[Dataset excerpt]
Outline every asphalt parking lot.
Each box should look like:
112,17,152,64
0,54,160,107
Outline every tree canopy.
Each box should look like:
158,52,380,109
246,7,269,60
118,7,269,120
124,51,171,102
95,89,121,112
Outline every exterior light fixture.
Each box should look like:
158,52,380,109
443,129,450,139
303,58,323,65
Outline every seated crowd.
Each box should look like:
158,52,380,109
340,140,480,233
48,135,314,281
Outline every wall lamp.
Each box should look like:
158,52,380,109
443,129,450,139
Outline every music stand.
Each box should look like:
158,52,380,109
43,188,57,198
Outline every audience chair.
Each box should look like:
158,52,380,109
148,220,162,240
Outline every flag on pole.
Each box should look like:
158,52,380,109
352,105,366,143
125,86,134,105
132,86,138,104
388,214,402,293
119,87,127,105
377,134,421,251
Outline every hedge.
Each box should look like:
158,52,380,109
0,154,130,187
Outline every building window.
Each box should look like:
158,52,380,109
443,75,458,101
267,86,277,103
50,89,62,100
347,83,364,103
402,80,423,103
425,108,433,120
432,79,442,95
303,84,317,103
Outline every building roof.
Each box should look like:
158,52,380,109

### STATED GOAL
Return each line of the records that contains the word "Outline". Case matters.

### CORRECT OUTPUT
Outline every asphalt parking lot.
Outline every tree canopy.
Outline every exterior light fixture.
Outline every seated crowd.
Outline every wall lamp.
Outline every music stand.
Outline every audience chair.
Outline every flag on pole.
Outline every hedge.
Outline every building window.
Outline every building roof.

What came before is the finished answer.